**** RECORDS FOR PROCESSING

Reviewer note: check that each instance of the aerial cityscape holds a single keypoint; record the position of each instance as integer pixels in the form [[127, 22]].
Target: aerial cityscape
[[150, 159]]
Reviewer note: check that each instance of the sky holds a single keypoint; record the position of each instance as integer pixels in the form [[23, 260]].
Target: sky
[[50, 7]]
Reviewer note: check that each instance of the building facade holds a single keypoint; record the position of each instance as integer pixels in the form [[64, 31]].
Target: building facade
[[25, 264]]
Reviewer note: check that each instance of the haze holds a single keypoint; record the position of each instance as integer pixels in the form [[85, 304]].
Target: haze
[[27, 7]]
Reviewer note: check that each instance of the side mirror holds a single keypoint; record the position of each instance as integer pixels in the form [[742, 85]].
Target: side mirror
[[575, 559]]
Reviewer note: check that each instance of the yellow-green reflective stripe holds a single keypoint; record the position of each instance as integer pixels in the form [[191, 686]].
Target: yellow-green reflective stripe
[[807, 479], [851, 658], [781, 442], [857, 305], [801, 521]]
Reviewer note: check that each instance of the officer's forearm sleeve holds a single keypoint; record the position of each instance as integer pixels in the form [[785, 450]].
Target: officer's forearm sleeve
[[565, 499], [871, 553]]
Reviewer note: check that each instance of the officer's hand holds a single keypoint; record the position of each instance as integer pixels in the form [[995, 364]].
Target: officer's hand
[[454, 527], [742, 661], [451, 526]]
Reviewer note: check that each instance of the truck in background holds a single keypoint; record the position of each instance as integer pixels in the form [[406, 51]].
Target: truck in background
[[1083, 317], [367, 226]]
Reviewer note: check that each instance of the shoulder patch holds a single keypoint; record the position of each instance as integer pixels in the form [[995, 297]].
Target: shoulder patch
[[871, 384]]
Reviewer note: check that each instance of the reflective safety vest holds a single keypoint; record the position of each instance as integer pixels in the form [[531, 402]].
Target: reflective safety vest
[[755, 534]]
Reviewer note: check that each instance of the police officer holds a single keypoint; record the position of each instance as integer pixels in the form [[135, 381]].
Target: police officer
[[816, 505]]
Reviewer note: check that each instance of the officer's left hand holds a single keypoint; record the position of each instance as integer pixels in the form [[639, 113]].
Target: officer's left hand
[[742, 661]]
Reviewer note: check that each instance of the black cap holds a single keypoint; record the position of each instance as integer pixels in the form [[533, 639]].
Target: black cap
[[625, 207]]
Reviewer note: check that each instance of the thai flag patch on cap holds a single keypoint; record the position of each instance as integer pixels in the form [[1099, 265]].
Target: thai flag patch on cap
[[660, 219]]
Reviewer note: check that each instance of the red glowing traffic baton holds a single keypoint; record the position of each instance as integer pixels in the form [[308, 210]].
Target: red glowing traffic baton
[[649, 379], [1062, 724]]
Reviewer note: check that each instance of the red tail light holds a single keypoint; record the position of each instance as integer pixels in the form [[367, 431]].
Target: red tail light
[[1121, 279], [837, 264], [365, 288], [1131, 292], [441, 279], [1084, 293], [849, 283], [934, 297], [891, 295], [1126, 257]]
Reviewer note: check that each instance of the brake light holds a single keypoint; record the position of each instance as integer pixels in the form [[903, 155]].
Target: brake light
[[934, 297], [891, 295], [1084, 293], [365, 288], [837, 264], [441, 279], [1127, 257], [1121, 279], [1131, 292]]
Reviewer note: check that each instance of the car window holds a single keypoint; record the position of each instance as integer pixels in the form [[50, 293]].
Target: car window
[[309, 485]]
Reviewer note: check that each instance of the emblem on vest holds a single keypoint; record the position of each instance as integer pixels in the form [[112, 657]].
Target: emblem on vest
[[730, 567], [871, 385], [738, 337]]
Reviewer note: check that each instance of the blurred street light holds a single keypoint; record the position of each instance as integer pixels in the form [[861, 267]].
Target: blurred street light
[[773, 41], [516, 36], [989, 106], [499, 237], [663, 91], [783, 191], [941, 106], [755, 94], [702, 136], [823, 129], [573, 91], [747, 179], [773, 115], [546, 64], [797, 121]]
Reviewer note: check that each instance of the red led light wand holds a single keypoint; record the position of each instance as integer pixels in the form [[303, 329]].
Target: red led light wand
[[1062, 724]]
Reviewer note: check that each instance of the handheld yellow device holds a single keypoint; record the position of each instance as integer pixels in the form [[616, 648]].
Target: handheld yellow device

********

=== YOUR OBJECTIVE ===
Update the records from the line containing "Reviewer note: check that each instance of the shoulder" through the line containing "[[625, 207]]" by replacing "black cap" with "navy cap", leaving everything else unchanged. Give only those lines.

=== TASK RESULT ===
Reviewer note: check that each instance of the shoulder patch holds a single keypoint; record the position of each instance as integer pixels in the form [[995, 297]].
Target: shoulder patch
[[871, 384]]
Reviewer note: check that each instance of the reflective safety vest holds a single keypoint; record the position of each instance as integer pixels in the form [[531, 402]].
Target: reflective safety vest
[[755, 534]]
Reviewer note: check that each instance of the police officer holds a single keypoint; record the position of each instance as integer pixels in the form [[135, 381]].
Target: police officer
[[816, 505]]
Reviewer note: check that each instance of the officer's left hand holds a single keypoint; record the position of each instance as integer pixels in the form [[639, 113]].
Target: officer's left hand
[[742, 661]]
Reviewer note: check that each instance of the navy cap holds a single keypoint; record the position of each instance as integer pixels in the form [[533, 639]].
Target: navy cap
[[625, 207]]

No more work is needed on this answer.